▶ [WHAT THIS EXERCISE ASKS]:
• A. In the post below about perfume sensitivity and the ADA, on what date was the Third Circuit's slip opinion filed?
• B. Why did GMAC decide to institute a "perfume free environment," according to the post on perfume sensitivity below? Explain in one to three sentences.

Posted by Frank Steinberg | Jul 09, 2007 | 0 Comments

Michael Moore at the Pennsylvania Employment Law Blog has an interesting post asking whether sensitivity to perfume is an ADA Claim or Office Nonsense.  The post links to an article about a woman in Detroit who recently filed suit against her employer claiming that her sensitivity to perfume constitutes a disability for purposes of the Americans with Disabilities Act.

In a slip opinion filed on July 5, the Court of Appeals for the Third Circuit addressed that question.  The case is Kaufmann v. GMAC Mortgage.  For the moment it appears that perfume sensitivity that causes an allergic reaction can be defined as a disability for purposes of the ADA.  The more interesting question is what an employer must do to reasonably accommodate an employee who claims such a disability. 

When Kaufmann complained of difficulty in breathing, faintness, and nosebleeds — which her doctor attributed to environmental irritants — GMAC promptly decided to institute a "perfume free environment" to accommodate her.  In addition, GMAC moved her desk, changed air filters, and as required reminded other employees that they should not wear perfume in the office.

▶ [DATA EXCERPTS]:

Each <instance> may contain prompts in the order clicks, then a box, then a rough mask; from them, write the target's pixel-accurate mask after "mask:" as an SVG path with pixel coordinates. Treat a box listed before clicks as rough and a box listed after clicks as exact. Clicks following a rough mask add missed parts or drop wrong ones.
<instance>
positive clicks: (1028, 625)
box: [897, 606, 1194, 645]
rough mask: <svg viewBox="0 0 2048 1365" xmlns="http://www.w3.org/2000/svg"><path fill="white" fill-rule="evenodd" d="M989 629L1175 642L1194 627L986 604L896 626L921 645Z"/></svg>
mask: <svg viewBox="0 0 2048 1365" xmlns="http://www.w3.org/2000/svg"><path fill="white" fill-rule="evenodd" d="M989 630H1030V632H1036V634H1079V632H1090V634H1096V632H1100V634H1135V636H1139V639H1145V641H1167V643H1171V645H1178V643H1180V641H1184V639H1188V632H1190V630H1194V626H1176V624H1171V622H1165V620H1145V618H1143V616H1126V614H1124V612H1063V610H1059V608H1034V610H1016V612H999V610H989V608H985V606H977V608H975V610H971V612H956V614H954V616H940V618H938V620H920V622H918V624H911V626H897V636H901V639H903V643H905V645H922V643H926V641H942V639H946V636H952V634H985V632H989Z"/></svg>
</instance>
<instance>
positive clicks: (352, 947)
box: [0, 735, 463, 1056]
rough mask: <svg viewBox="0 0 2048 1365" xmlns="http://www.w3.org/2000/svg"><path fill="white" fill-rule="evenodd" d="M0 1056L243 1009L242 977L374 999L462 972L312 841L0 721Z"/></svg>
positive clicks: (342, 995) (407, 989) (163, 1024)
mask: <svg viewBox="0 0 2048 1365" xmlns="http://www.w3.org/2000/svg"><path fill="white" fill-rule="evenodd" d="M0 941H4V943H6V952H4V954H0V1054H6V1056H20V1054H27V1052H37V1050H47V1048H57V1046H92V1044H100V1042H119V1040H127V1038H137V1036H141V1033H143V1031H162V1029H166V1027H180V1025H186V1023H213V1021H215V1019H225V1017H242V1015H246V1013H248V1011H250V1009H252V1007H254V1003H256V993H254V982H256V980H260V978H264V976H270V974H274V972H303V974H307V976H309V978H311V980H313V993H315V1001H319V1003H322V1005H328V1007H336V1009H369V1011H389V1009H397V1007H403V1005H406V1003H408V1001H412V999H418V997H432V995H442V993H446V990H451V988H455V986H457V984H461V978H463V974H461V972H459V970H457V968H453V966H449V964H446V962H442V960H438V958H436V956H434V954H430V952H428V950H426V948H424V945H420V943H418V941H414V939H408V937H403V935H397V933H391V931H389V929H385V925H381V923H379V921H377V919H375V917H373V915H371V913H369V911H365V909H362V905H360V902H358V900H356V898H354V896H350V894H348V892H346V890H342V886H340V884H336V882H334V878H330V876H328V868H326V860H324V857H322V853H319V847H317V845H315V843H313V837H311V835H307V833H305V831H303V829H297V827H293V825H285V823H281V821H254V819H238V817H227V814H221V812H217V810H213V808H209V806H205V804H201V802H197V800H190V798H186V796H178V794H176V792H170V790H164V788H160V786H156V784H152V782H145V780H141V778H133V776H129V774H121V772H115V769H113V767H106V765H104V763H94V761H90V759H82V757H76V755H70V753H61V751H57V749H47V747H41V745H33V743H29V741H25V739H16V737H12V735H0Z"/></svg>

▶ [RESPONSES FOR EACH TASK]:
• A. July 5.

• B. GMAC instituted it to accommodate Kaufmann. She had complained of difficulty breathing, faintness, and nosebleeds, which her doctor attributed to environmental irritants.